<<<<

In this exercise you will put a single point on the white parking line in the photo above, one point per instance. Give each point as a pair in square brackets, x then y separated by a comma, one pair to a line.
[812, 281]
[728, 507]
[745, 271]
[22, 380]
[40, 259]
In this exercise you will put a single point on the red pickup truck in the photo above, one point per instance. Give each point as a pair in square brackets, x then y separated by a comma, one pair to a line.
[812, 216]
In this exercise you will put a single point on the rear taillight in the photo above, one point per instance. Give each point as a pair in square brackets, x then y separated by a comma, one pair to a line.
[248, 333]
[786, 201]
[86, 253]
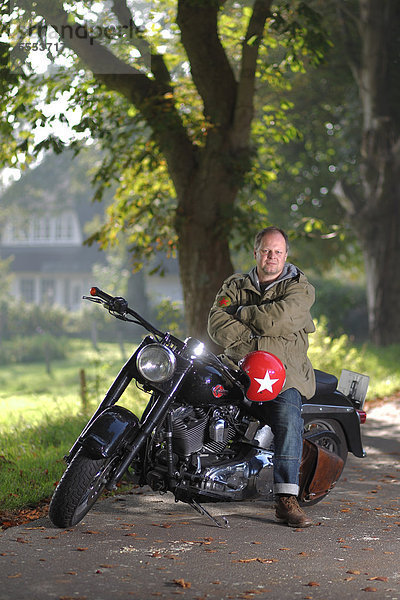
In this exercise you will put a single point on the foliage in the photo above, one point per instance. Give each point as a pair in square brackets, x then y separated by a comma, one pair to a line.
[341, 300]
[169, 315]
[332, 354]
[145, 204]
[33, 349]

>>>>

Reproduce the full material exactly, excluding the pictures.

Task response -
In this exercise you will put a single point on the white parking line in the photo above, one point per instance. Give each point as a pair in square brackets, x then y separated by a comma, one pair to a line.
[812, 281]
[728, 507]
[745, 271]
[22, 380]
[40, 259]
In this exercise you will put a single point on the red pickup truck in the photo above, one point per instance. Give each point as a pair in square brackets, x then y separated by a comma, one pair to a line.
[812, 216]
In this exercise you will put a single point on the rear taillight in the photo above, one point per instance. Give each point as a pair in square brackets, x then y separated by a comma, one pair to a line.
[248, 333]
[786, 201]
[86, 253]
In this exercise you will put a single point on the foliage in the photo above, one point per instance. Give each point as a pair in square brackets, x then y separated by a comma, one pair to a line.
[341, 300]
[169, 315]
[332, 354]
[145, 204]
[33, 349]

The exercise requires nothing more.